- _Work order_:
Whenever a line in this data holds the word "below", report that line in full.

Records from a collection:
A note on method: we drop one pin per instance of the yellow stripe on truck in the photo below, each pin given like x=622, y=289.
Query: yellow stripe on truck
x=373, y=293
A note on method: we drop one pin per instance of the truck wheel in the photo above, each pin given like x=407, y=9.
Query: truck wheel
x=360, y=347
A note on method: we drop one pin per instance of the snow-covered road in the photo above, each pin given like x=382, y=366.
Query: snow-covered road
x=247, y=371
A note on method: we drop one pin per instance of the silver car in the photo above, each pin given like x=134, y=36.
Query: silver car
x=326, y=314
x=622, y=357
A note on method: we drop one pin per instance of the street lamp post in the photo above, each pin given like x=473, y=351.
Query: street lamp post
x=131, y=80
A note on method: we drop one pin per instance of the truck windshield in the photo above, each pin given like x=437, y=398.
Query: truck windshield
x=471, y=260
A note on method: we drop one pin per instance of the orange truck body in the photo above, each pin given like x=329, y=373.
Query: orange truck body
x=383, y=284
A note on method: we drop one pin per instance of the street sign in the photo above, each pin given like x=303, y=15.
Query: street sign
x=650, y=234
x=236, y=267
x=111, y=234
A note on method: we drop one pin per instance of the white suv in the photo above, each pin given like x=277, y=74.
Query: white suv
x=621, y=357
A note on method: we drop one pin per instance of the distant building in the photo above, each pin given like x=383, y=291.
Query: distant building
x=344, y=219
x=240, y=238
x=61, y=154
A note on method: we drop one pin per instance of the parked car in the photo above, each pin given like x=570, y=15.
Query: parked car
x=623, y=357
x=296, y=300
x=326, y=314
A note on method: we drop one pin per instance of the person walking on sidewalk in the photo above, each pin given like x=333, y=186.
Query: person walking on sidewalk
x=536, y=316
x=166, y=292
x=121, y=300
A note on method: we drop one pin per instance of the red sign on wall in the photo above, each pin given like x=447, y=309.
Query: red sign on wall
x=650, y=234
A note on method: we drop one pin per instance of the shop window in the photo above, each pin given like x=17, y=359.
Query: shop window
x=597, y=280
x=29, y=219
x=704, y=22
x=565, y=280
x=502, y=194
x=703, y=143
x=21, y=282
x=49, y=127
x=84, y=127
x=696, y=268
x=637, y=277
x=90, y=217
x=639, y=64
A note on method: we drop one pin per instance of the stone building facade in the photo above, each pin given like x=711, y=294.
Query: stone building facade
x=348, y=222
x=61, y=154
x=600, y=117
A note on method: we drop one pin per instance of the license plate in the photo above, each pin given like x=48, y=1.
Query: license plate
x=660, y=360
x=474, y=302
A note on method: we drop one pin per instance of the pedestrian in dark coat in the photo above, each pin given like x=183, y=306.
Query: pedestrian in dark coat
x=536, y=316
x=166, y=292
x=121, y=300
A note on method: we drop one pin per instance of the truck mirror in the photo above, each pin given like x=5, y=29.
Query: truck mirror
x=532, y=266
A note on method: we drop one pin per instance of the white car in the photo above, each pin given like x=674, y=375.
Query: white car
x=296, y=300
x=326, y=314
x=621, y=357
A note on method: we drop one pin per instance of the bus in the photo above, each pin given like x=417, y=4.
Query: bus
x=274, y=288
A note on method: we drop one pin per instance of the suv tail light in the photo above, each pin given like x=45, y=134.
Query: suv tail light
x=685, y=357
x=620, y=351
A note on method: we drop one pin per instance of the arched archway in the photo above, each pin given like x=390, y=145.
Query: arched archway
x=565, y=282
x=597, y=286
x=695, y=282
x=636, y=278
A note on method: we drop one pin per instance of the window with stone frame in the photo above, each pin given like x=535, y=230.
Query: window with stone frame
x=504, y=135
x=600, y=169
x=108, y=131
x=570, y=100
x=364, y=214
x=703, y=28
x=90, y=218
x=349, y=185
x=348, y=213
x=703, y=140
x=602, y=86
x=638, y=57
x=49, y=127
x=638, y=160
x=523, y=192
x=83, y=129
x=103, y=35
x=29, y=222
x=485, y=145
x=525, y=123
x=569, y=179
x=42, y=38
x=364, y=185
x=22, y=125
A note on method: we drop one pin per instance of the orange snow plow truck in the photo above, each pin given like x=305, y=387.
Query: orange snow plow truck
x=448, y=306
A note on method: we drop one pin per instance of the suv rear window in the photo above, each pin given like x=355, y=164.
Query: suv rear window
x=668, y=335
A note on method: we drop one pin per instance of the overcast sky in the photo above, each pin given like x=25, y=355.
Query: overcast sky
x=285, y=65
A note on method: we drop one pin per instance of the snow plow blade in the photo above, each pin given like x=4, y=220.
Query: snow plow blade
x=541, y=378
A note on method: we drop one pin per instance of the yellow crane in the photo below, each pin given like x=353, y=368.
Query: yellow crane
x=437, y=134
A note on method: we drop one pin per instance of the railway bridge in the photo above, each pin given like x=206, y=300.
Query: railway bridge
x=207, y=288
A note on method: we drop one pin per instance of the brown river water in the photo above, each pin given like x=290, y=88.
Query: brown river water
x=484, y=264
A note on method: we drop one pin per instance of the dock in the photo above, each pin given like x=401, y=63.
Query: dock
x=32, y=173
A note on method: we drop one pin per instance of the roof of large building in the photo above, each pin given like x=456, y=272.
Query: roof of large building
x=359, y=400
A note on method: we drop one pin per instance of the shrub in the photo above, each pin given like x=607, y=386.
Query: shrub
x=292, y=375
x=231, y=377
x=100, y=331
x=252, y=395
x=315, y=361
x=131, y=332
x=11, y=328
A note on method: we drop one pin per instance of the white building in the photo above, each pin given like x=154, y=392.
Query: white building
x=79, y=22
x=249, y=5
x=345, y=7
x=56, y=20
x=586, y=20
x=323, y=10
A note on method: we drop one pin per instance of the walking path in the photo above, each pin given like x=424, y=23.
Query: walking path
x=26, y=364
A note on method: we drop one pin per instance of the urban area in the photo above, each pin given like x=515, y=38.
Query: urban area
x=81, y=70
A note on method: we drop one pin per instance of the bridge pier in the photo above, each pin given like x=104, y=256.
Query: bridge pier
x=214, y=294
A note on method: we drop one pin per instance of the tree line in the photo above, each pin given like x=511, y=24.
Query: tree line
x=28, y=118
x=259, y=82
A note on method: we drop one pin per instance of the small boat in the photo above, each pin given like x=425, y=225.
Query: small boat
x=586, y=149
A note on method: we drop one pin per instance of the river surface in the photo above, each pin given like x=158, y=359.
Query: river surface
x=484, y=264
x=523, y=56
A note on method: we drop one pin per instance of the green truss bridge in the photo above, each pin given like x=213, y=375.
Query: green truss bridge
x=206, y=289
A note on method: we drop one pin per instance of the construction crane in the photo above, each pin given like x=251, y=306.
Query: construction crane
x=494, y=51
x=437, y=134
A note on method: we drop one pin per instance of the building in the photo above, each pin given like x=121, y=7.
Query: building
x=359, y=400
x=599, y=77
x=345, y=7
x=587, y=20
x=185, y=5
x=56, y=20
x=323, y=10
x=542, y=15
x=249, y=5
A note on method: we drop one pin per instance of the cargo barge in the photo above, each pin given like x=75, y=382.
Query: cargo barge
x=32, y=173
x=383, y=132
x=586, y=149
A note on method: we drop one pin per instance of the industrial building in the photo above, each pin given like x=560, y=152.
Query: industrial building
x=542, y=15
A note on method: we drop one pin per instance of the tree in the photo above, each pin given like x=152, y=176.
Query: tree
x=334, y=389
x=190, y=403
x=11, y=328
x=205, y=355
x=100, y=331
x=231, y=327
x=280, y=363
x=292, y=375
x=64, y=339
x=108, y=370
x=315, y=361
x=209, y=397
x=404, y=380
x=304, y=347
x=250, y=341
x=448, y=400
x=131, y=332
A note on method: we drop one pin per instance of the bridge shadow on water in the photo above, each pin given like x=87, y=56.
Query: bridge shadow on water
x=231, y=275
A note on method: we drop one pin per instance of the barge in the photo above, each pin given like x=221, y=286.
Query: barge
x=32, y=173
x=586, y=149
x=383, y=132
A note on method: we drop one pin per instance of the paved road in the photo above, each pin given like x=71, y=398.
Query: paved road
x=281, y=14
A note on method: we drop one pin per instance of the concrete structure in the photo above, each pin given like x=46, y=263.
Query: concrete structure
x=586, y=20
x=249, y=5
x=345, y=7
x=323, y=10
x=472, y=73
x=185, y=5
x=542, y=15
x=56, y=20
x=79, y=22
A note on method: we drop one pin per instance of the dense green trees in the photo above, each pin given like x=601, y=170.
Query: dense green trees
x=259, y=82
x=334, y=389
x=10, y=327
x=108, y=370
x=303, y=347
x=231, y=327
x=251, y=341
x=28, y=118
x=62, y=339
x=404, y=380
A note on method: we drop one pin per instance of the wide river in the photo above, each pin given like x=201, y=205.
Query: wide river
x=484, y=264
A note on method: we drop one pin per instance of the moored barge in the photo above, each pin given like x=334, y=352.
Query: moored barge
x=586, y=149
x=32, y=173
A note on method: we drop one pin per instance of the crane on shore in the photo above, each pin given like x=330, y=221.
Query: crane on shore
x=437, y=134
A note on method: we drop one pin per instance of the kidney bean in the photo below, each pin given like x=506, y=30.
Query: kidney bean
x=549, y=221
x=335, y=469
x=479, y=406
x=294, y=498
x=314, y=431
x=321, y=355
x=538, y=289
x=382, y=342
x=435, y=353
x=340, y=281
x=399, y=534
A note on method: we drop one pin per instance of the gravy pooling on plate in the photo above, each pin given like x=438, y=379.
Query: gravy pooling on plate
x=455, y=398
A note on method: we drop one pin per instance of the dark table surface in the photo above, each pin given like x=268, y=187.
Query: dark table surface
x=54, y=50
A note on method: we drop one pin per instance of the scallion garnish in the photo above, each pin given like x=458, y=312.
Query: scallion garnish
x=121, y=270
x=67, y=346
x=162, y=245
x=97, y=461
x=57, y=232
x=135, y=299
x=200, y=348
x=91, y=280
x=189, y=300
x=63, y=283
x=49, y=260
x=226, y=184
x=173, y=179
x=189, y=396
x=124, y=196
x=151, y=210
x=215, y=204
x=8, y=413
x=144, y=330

- _Expected output_:
A note on method: we drop one pin per instance of the yellow stripe on truck in the photo below, each pin given like x=622, y=289.
A note on method: we drop one pin per instance of the yellow crane in the photo below, each pin given like x=353, y=368.
A note on method: we drop one pin per instance of the kidney bean in the photo below, each pin given like x=506, y=30.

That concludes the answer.